Given data:
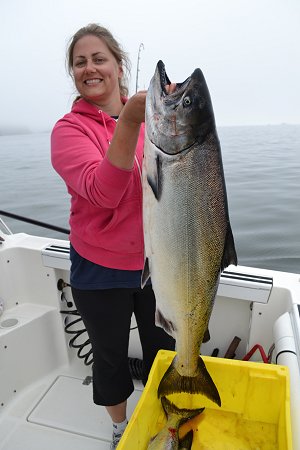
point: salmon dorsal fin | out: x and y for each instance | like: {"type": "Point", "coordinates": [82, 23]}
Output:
{"type": "Point", "coordinates": [155, 178]}
{"type": "Point", "coordinates": [229, 254]}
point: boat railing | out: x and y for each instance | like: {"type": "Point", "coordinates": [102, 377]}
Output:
{"type": "Point", "coordinates": [31, 221]}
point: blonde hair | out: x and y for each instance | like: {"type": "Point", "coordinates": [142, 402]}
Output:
{"type": "Point", "coordinates": [115, 48]}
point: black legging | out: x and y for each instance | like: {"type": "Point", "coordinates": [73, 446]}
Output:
{"type": "Point", "coordinates": [107, 317]}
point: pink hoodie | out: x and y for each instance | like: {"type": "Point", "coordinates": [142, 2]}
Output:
{"type": "Point", "coordinates": [106, 202]}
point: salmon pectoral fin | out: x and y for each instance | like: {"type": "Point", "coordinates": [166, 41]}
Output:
{"type": "Point", "coordinates": [202, 383]}
{"type": "Point", "coordinates": [164, 323]}
{"type": "Point", "coordinates": [154, 178]}
{"type": "Point", "coordinates": [145, 273]}
{"type": "Point", "coordinates": [186, 441]}
{"type": "Point", "coordinates": [229, 254]}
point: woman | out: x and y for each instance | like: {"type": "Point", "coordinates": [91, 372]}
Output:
{"type": "Point", "coordinates": [97, 149]}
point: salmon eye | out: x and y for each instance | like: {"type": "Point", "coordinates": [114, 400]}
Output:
{"type": "Point", "coordinates": [187, 101]}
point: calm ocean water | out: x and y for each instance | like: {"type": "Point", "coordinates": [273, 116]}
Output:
{"type": "Point", "coordinates": [262, 170]}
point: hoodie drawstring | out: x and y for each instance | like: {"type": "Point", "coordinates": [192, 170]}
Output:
{"type": "Point", "coordinates": [104, 123]}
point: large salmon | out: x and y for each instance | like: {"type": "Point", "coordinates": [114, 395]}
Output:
{"type": "Point", "coordinates": [188, 237]}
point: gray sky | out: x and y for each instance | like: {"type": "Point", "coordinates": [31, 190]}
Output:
{"type": "Point", "coordinates": [248, 50]}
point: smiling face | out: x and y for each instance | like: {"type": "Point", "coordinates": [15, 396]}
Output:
{"type": "Point", "coordinates": [96, 71]}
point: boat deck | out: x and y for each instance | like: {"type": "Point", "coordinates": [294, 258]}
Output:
{"type": "Point", "coordinates": [58, 413]}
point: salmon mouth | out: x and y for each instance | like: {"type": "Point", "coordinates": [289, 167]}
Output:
{"type": "Point", "coordinates": [164, 79]}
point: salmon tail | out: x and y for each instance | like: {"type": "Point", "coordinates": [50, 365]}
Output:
{"type": "Point", "coordinates": [185, 443]}
{"type": "Point", "coordinates": [202, 383]}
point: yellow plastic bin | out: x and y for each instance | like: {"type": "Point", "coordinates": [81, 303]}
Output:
{"type": "Point", "coordinates": [255, 411]}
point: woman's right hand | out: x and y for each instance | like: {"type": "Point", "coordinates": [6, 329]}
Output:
{"type": "Point", "coordinates": [134, 110]}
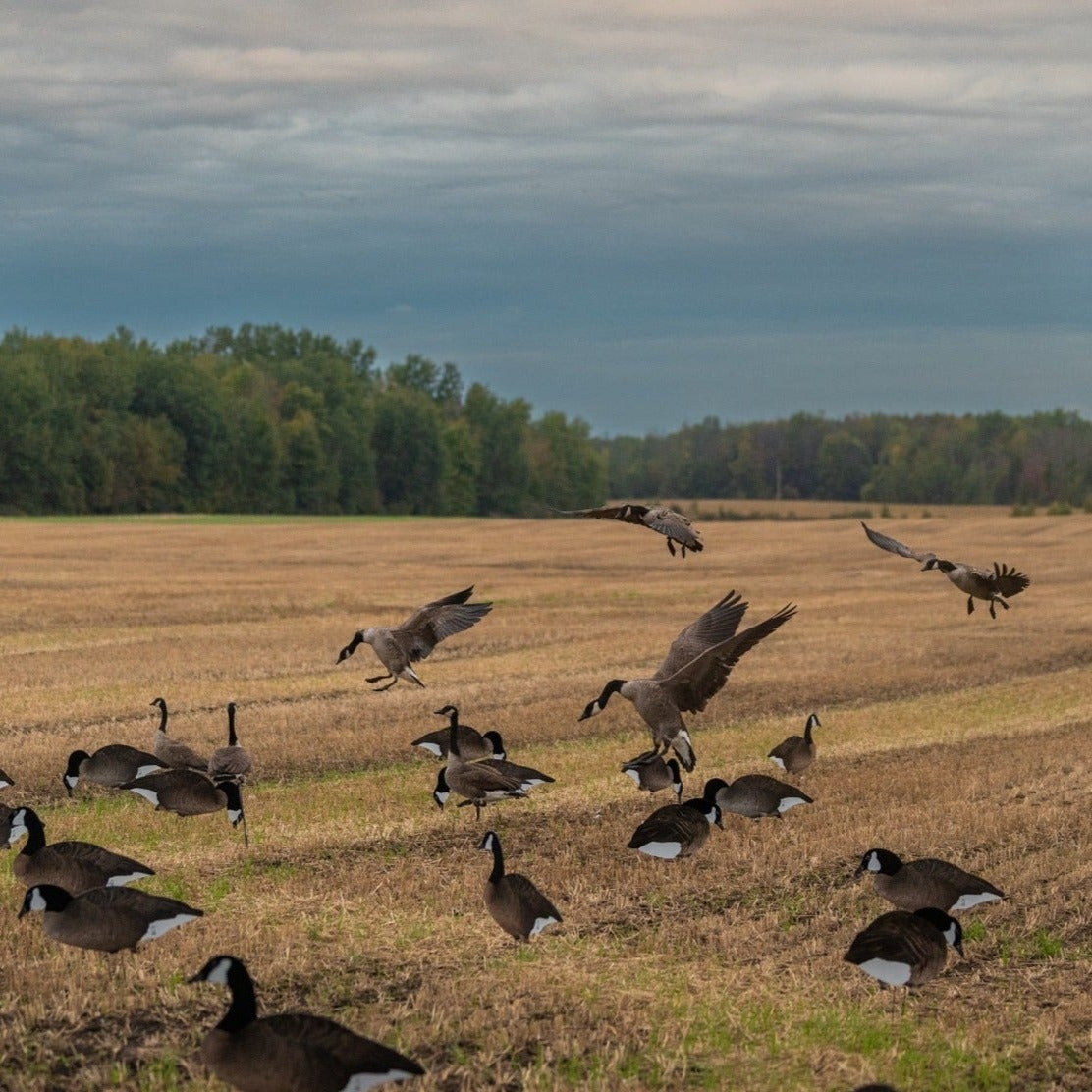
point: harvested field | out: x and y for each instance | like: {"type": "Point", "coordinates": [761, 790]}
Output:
{"type": "Point", "coordinates": [943, 735]}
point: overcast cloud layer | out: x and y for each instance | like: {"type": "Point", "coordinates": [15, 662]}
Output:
{"type": "Point", "coordinates": [640, 213]}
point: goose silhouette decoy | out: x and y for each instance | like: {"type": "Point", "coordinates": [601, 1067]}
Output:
{"type": "Point", "coordinates": [231, 762]}
{"type": "Point", "coordinates": [400, 646]}
{"type": "Point", "coordinates": [514, 901]}
{"type": "Point", "coordinates": [993, 585]}
{"type": "Point", "coordinates": [796, 753]}
{"type": "Point", "coordinates": [695, 669]}
{"type": "Point", "coordinates": [106, 918]}
{"type": "Point", "coordinates": [75, 866]}
{"type": "Point", "coordinates": [292, 1052]}
{"type": "Point", "coordinates": [905, 949]}
{"type": "Point", "coordinates": [673, 525]}
{"type": "Point", "coordinates": [651, 773]}
{"type": "Point", "coordinates": [915, 885]}
{"type": "Point", "coordinates": [171, 752]}
{"type": "Point", "coordinates": [110, 766]}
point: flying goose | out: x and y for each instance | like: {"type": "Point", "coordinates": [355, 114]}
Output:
{"type": "Point", "coordinates": [695, 667]}
{"type": "Point", "coordinates": [473, 744]}
{"type": "Point", "coordinates": [674, 525]}
{"type": "Point", "coordinates": [927, 883]}
{"type": "Point", "coordinates": [676, 830]}
{"type": "Point", "coordinates": [651, 773]}
{"type": "Point", "coordinates": [231, 762]}
{"type": "Point", "coordinates": [516, 904]}
{"type": "Point", "coordinates": [904, 949]}
{"type": "Point", "coordinates": [754, 795]}
{"type": "Point", "coordinates": [110, 766]}
{"type": "Point", "coordinates": [292, 1052]}
{"type": "Point", "coordinates": [398, 646]}
{"type": "Point", "coordinates": [107, 918]}
{"type": "Point", "coordinates": [796, 753]}
{"type": "Point", "coordinates": [976, 583]}
{"type": "Point", "coordinates": [171, 752]}
{"type": "Point", "coordinates": [75, 866]}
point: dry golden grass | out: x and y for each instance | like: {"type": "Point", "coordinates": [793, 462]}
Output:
{"type": "Point", "coordinates": [942, 735]}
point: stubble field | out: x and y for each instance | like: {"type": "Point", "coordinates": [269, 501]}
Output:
{"type": "Point", "coordinates": [943, 735]}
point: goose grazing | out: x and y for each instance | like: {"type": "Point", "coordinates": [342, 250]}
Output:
{"type": "Point", "coordinates": [516, 904]}
{"type": "Point", "coordinates": [651, 773]}
{"type": "Point", "coordinates": [75, 866]}
{"type": "Point", "coordinates": [796, 753]}
{"type": "Point", "coordinates": [904, 949]}
{"type": "Point", "coordinates": [189, 792]}
{"type": "Point", "coordinates": [110, 766]}
{"type": "Point", "coordinates": [676, 830]}
{"type": "Point", "coordinates": [473, 744]}
{"type": "Point", "coordinates": [106, 918]}
{"type": "Point", "coordinates": [695, 667]}
{"type": "Point", "coordinates": [994, 585]}
{"type": "Point", "coordinates": [231, 762]}
{"type": "Point", "coordinates": [171, 752]}
{"type": "Point", "coordinates": [293, 1052]}
{"type": "Point", "coordinates": [754, 795]}
{"type": "Point", "coordinates": [674, 525]}
{"type": "Point", "coordinates": [398, 646]}
{"type": "Point", "coordinates": [927, 883]}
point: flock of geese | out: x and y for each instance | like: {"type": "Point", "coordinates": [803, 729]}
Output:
{"type": "Point", "coordinates": [82, 890]}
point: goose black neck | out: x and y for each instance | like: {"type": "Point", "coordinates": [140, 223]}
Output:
{"type": "Point", "coordinates": [244, 1007]}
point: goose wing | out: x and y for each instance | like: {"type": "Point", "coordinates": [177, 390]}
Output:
{"type": "Point", "coordinates": [691, 685]}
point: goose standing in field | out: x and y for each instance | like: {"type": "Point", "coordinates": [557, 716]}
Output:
{"type": "Point", "coordinates": [171, 752]}
{"type": "Point", "coordinates": [189, 792]}
{"type": "Point", "coordinates": [231, 762]}
{"type": "Point", "coordinates": [927, 883]}
{"type": "Point", "coordinates": [651, 773]}
{"type": "Point", "coordinates": [110, 766]}
{"type": "Point", "coordinates": [674, 525]}
{"type": "Point", "coordinates": [398, 646]}
{"type": "Point", "coordinates": [994, 585]}
{"type": "Point", "coordinates": [754, 795]}
{"type": "Point", "coordinates": [695, 667]}
{"type": "Point", "coordinates": [107, 918]}
{"type": "Point", "coordinates": [515, 903]}
{"type": "Point", "coordinates": [905, 949]}
{"type": "Point", "coordinates": [293, 1052]}
{"type": "Point", "coordinates": [796, 753]}
{"type": "Point", "coordinates": [75, 866]}
{"type": "Point", "coordinates": [676, 830]}
{"type": "Point", "coordinates": [473, 744]}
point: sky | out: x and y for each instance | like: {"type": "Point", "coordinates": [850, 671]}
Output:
{"type": "Point", "coordinates": [639, 213]}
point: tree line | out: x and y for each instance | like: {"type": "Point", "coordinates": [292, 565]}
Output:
{"type": "Point", "coordinates": [269, 419]}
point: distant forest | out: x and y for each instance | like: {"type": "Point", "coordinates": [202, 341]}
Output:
{"type": "Point", "coordinates": [269, 419]}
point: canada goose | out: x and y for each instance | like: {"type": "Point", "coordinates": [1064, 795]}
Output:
{"type": "Point", "coordinates": [189, 792]}
{"type": "Point", "coordinates": [75, 866]}
{"type": "Point", "coordinates": [516, 904]}
{"type": "Point", "coordinates": [110, 766]}
{"type": "Point", "coordinates": [398, 646]}
{"type": "Point", "coordinates": [927, 883]}
{"type": "Point", "coordinates": [107, 918]}
{"type": "Point", "coordinates": [976, 583]}
{"type": "Point", "coordinates": [695, 667]}
{"type": "Point", "coordinates": [674, 525]}
{"type": "Point", "coordinates": [293, 1052]}
{"type": "Point", "coordinates": [676, 830]}
{"type": "Point", "coordinates": [473, 744]}
{"type": "Point", "coordinates": [171, 752]}
{"type": "Point", "coordinates": [232, 761]}
{"type": "Point", "coordinates": [652, 773]}
{"type": "Point", "coordinates": [904, 949]}
{"type": "Point", "coordinates": [754, 795]}
{"type": "Point", "coordinates": [796, 753]}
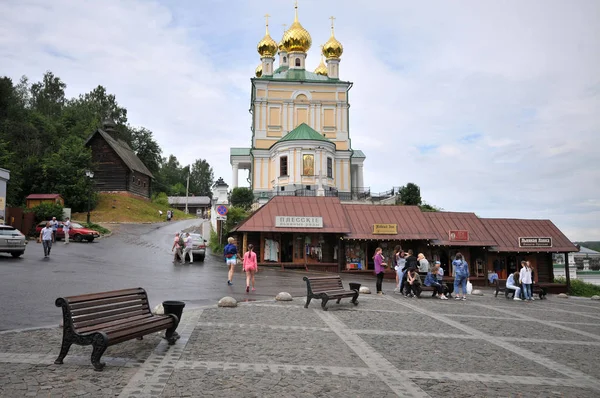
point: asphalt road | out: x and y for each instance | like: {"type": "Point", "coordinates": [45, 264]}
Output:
{"type": "Point", "coordinates": [134, 256]}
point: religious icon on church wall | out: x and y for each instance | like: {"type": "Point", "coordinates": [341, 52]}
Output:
{"type": "Point", "coordinates": [308, 163]}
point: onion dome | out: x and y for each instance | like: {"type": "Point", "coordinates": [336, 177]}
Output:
{"type": "Point", "coordinates": [321, 69]}
{"type": "Point", "coordinates": [332, 49]}
{"type": "Point", "coordinates": [267, 47]}
{"type": "Point", "coordinates": [296, 38]}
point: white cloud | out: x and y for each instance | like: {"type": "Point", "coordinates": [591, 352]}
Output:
{"type": "Point", "coordinates": [522, 77]}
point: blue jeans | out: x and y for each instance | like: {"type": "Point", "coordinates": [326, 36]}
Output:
{"type": "Point", "coordinates": [462, 281]}
{"type": "Point", "coordinates": [527, 291]}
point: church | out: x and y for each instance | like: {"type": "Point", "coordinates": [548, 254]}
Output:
{"type": "Point", "coordinates": [300, 122]}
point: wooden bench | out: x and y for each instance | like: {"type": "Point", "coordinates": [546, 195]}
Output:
{"type": "Point", "coordinates": [326, 288]}
{"type": "Point", "coordinates": [108, 318]}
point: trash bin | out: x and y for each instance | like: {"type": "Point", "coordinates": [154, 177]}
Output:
{"type": "Point", "coordinates": [354, 286]}
{"type": "Point", "coordinates": [175, 308]}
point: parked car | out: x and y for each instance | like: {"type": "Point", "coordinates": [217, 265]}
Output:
{"type": "Point", "coordinates": [12, 241]}
{"type": "Point", "coordinates": [77, 232]}
{"type": "Point", "coordinates": [198, 247]}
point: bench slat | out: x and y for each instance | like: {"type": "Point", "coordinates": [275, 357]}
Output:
{"type": "Point", "coordinates": [103, 295]}
{"type": "Point", "coordinates": [99, 309]}
{"type": "Point", "coordinates": [99, 302]}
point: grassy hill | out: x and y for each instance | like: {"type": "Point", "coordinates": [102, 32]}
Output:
{"type": "Point", "coordinates": [121, 208]}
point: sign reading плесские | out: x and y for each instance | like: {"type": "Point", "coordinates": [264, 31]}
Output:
{"type": "Point", "coordinates": [298, 222]}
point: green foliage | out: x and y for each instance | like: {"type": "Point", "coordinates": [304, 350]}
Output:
{"type": "Point", "coordinates": [410, 195]}
{"type": "Point", "coordinates": [160, 198]}
{"type": "Point", "coordinates": [45, 212]}
{"type": "Point", "coordinates": [580, 288]}
{"type": "Point", "coordinates": [213, 243]}
{"type": "Point", "coordinates": [242, 197]}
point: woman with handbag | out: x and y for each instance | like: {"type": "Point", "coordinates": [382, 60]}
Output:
{"type": "Point", "coordinates": [380, 266]}
{"type": "Point", "coordinates": [250, 267]}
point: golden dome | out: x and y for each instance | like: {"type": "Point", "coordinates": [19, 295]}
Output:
{"type": "Point", "coordinates": [321, 69]}
{"type": "Point", "coordinates": [332, 49]}
{"type": "Point", "coordinates": [296, 38]}
{"type": "Point", "coordinates": [267, 47]}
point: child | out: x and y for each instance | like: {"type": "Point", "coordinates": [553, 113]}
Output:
{"type": "Point", "coordinates": [525, 280]}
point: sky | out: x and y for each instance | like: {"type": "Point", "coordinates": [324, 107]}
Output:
{"type": "Point", "coordinates": [490, 107]}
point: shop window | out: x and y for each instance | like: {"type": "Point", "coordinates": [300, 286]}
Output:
{"type": "Point", "coordinates": [283, 166]}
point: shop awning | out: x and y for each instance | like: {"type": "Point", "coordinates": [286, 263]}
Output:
{"type": "Point", "coordinates": [298, 214]}
{"type": "Point", "coordinates": [458, 229]}
{"type": "Point", "coordinates": [518, 235]}
{"type": "Point", "coordinates": [381, 222]}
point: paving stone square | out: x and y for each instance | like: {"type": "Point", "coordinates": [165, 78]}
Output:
{"type": "Point", "coordinates": [218, 383]}
{"type": "Point", "coordinates": [407, 322]}
{"type": "Point", "coordinates": [519, 328]}
{"type": "Point", "coordinates": [466, 389]}
{"type": "Point", "coordinates": [258, 315]}
{"type": "Point", "coordinates": [464, 356]}
{"type": "Point", "coordinates": [269, 346]}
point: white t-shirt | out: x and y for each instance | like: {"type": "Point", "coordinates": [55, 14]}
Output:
{"type": "Point", "coordinates": [47, 233]}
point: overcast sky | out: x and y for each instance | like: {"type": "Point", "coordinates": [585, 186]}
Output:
{"type": "Point", "coordinates": [490, 107]}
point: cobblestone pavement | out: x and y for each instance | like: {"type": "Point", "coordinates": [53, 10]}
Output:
{"type": "Point", "coordinates": [386, 346]}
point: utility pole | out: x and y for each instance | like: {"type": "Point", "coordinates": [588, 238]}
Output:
{"type": "Point", "coordinates": [187, 189]}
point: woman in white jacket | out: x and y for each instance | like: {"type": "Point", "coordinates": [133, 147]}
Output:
{"type": "Point", "coordinates": [525, 280]}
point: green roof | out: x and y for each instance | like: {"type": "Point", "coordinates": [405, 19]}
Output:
{"type": "Point", "coordinates": [357, 153]}
{"type": "Point", "coordinates": [303, 132]}
{"type": "Point", "coordinates": [239, 151]}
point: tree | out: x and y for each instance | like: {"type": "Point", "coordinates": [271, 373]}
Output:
{"type": "Point", "coordinates": [410, 195]}
{"type": "Point", "coordinates": [201, 178]}
{"type": "Point", "coordinates": [242, 197]}
{"type": "Point", "coordinates": [146, 148]}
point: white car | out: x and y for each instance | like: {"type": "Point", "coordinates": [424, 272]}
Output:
{"type": "Point", "coordinates": [12, 241]}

Exercise: Your output consists solely of the lines from the one with "point: paving stone" through the last line, copied exactly.

Reply to the task:
point: paving stone square | out: x and y for each instance | like: {"type": "Point", "coordinates": [165, 78]}
Output:
{"type": "Point", "coordinates": [218, 383]}
{"type": "Point", "coordinates": [407, 322]}
{"type": "Point", "coordinates": [519, 328]}
{"type": "Point", "coordinates": [466, 389]}
{"type": "Point", "coordinates": [258, 315]}
{"type": "Point", "coordinates": [464, 356]}
{"type": "Point", "coordinates": [269, 346]}
point: white t-shirt | out: x and y for each instance | like: {"type": "Point", "coordinates": [55, 14]}
Output:
{"type": "Point", "coordinates": [47, 233]}
point: overcast sky | out: x and y for each instance | like: {"type": "Point", "coordinates": [585, 186]}
Output:
{"type": "Point", "coordinates": [490, 107]}
point: cobblestone pavement | out: x and y for each instance | like: {"type": "Point", "coordinates": [53, 10]}
Output:
{"type": "Point", "coordinates": [386, 346]}
point: utility pole | out: x and y for each instance | like: {"type": "Point", "coordinates": [588, 238]}
Output:
{"type": "Point", "coordinates": [187, 189]}
point: woman in white jacket | out: x and y for each instance | like: {"type": "Point", "coordinates": [133, 147]}
Output:
{"type": "Point", "coordinates": [525, 280]}
point: green roof | out: x and y for each instance | like: {"type": "Point", "coordinates": [405, 19]}
Output:
{"type": "Point", "coordinates": [357, 153]}
{"type": "Point", "coordinates": [303, 132]}
{"type": "Point", "coordinates": [239, 151]}
point: tree | out: x and y for each instance | like: {"type": "Point", "coordinates": [271, 373]}
Output:
{"type": "Point", "coordinates": [410, 195]}
{"type": "Point", "coordinates": [201, 178]}
{"type": "Point", "coordinates": [242, 197]}
{"type": "Point", "coordinates": [146, 148]}
point: white car | out: x and y for each instance | like: {"type": "Point", "coordinates": [424, 272]}
Output:
{"type": "Point", "coordinates": [12, 241]}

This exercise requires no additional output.